◆ **About this task**: Where in the records does the word "player" occur? Copy each line in which it does.

◆ **Input records**:
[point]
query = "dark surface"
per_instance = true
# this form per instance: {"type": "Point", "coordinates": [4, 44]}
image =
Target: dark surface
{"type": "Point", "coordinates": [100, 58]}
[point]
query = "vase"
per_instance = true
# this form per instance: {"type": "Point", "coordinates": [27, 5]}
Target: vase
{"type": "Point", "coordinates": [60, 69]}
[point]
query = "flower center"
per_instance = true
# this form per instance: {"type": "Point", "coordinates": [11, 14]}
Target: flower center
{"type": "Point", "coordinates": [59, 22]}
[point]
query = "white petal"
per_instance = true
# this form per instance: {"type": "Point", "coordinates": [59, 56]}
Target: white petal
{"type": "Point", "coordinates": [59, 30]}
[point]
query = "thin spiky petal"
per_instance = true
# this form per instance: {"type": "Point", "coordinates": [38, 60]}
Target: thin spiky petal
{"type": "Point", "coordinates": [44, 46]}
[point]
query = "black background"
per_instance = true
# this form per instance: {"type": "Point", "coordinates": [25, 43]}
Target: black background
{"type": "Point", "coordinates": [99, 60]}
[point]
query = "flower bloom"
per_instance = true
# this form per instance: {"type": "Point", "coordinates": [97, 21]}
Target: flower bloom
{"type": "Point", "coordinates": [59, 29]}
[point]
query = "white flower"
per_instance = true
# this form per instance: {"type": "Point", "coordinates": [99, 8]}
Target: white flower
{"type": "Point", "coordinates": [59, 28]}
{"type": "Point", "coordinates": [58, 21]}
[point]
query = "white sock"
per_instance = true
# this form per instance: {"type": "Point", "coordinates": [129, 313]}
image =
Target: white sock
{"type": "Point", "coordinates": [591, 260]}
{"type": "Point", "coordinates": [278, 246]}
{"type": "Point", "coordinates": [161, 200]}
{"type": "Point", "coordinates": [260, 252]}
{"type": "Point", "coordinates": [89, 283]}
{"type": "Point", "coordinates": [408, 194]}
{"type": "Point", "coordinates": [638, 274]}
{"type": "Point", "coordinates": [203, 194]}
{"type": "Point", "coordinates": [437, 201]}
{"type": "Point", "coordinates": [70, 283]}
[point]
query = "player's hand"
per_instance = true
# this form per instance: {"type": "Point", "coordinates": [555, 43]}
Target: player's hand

◆ **Answer area**:
query = "player's hand"
Target: player's hand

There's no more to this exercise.